- _AIM OF THE TASK_
Below are the entries. Transcribe exactly the lines from the one with "pixel 414 298" through the one with "pixel 218 245", ends included, and leave out all others.

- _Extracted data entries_
↓

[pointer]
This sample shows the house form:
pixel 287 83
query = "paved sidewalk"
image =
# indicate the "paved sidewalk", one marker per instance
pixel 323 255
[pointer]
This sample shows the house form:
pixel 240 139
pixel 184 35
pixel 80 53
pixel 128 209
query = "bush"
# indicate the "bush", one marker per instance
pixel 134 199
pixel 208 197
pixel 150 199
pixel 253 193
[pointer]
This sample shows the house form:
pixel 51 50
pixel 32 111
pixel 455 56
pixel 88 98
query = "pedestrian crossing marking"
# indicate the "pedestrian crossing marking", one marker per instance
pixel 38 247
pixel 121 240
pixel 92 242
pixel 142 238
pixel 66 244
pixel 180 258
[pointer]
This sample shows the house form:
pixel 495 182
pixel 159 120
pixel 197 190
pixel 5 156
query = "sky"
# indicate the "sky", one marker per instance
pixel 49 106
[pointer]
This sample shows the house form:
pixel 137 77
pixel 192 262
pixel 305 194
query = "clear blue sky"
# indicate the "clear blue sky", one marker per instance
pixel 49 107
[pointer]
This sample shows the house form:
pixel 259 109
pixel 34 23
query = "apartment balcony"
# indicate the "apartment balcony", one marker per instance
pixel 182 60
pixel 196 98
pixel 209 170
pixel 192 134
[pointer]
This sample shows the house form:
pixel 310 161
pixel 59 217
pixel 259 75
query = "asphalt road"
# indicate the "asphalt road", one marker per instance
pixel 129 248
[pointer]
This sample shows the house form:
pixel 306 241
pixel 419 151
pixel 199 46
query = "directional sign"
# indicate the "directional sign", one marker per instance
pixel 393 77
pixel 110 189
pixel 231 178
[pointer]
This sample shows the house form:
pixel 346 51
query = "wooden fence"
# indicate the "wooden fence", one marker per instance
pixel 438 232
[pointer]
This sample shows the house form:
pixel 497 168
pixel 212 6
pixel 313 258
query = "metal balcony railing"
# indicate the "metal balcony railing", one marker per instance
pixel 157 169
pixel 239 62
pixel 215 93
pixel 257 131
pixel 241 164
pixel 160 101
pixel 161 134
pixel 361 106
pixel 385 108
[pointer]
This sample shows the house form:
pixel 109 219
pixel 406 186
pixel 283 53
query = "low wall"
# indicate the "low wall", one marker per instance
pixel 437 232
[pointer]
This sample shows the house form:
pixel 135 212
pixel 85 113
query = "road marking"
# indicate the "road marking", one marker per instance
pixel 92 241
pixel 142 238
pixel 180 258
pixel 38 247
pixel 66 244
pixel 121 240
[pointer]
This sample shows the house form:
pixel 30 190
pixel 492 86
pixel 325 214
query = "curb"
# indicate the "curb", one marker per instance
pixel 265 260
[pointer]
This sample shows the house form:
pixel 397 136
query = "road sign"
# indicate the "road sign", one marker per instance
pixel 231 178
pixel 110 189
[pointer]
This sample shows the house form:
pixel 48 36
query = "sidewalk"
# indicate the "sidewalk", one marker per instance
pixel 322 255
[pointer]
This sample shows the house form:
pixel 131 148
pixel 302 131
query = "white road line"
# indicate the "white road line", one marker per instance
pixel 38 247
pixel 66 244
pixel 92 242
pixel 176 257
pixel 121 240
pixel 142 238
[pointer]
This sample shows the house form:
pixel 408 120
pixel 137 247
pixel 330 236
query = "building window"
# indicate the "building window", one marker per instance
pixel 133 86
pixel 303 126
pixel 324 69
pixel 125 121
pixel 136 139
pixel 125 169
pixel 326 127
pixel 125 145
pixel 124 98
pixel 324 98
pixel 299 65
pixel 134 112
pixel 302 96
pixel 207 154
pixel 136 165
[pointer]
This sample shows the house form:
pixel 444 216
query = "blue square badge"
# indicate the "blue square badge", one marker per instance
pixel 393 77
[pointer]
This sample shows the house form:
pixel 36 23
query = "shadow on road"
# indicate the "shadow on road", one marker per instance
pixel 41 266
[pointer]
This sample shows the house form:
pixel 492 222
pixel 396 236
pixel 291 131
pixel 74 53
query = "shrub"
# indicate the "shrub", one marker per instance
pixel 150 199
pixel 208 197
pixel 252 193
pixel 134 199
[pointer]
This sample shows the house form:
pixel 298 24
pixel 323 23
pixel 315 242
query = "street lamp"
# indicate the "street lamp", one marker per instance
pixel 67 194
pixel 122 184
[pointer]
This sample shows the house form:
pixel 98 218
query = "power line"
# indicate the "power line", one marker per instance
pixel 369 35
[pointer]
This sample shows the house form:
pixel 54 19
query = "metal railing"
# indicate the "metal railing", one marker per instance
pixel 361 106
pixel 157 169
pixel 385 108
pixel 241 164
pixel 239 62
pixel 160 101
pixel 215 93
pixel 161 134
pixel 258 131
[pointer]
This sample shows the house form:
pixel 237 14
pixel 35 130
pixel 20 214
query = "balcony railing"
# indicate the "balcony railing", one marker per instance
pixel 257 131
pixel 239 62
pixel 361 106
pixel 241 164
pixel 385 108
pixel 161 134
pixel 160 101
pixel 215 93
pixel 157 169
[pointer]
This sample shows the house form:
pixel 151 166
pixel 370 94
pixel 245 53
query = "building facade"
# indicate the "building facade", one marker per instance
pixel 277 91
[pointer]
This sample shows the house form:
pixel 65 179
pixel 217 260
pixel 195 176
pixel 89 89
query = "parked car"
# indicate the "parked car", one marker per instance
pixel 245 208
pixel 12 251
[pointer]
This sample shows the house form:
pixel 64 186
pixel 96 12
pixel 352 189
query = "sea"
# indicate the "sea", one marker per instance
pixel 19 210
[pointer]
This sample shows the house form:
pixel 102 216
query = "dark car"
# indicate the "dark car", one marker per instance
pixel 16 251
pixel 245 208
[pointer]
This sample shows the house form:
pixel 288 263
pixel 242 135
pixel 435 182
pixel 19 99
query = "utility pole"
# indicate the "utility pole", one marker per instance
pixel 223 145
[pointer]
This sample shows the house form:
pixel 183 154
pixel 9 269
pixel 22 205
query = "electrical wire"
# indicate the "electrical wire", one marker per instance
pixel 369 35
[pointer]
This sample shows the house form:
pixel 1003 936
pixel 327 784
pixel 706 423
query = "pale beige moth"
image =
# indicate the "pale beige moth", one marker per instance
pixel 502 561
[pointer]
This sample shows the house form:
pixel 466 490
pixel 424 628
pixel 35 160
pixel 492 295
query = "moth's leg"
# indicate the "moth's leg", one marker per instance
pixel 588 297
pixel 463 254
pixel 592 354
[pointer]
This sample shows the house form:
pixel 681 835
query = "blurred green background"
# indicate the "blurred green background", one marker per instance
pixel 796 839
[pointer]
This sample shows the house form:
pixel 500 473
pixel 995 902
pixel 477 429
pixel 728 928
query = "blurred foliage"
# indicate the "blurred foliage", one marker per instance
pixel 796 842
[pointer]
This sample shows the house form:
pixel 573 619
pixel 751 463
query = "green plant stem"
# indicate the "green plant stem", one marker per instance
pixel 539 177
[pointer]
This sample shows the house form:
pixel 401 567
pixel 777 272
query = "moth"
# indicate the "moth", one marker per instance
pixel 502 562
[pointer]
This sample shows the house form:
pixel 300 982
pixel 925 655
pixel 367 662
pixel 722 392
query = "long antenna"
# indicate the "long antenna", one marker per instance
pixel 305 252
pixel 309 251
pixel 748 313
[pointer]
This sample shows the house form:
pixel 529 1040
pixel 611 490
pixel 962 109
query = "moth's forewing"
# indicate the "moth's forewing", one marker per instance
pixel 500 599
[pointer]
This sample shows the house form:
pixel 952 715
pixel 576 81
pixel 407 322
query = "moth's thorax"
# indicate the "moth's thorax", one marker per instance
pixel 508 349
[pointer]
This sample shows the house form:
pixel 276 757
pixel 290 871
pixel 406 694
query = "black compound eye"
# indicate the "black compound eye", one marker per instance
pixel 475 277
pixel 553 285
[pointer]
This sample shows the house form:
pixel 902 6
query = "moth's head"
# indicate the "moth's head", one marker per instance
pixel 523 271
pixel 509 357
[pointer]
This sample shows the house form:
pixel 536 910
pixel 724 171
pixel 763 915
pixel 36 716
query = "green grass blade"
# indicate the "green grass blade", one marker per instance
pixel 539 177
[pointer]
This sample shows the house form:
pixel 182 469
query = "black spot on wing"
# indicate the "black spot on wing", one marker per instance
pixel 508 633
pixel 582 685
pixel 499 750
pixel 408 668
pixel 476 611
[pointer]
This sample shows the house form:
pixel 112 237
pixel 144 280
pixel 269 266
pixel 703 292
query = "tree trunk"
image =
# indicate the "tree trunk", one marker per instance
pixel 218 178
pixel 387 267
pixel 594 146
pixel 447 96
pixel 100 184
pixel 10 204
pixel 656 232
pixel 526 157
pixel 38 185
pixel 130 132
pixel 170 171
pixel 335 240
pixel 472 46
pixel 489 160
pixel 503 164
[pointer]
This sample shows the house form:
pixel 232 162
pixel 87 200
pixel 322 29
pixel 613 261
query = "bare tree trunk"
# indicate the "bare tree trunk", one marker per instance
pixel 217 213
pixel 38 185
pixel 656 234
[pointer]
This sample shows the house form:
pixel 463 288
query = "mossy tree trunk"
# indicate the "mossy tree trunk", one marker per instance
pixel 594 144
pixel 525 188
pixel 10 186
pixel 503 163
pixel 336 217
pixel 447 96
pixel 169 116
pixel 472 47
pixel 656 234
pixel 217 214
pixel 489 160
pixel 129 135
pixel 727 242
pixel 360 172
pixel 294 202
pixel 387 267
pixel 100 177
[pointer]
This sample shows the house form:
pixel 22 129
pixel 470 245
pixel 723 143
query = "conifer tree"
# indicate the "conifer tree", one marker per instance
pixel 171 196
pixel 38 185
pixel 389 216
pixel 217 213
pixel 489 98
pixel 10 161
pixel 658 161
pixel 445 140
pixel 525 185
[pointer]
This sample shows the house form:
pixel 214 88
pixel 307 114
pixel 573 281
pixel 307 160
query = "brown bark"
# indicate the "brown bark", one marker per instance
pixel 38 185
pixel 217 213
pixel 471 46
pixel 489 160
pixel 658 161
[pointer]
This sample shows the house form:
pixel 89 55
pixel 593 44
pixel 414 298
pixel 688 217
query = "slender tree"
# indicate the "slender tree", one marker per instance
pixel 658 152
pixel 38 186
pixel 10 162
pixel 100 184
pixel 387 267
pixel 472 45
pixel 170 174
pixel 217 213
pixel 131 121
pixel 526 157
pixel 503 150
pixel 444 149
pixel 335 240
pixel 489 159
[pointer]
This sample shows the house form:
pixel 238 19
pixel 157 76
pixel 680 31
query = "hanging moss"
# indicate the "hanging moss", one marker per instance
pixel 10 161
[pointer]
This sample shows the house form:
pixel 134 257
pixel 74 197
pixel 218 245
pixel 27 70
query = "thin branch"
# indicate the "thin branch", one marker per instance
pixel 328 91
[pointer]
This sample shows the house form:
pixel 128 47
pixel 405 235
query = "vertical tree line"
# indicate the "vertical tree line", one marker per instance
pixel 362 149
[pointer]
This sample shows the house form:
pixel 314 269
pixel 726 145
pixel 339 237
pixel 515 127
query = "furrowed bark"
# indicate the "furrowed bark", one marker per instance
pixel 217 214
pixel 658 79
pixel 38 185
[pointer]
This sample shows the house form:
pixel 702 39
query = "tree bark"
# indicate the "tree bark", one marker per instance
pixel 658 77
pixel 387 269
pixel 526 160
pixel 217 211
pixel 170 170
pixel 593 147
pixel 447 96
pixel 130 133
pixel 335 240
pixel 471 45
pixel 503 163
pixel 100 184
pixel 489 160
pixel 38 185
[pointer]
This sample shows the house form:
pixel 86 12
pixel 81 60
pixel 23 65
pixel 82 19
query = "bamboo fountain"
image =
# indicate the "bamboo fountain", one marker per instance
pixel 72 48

↑

- _WRITTEN SOLUTION_
pixel 414 298
pixel 688 217
query = "slender tree"
# indicate the "slender tree", one marker per instance
pixel 658 152
pixel 38 186
pixel 10 162
pixel 100 184
pixel 387 267
pixel 472 45
pixel 170 174
pixel 217 213
pixel 131 121
pixel 526 157
pixel 503 150
pixel 444 149
pixel 335 240
pixel 489 159
[pointer]
This sample shows the house form:
pixel 238 19
pixel 157 76
pixel 680 31
query = "hanging moss"
# indicate the "hanging moss", one marker per instance
pixel 10 161
[pointer]
This sample shows the house form:
pixel 134 257
pixel 74 197
pixel 218 245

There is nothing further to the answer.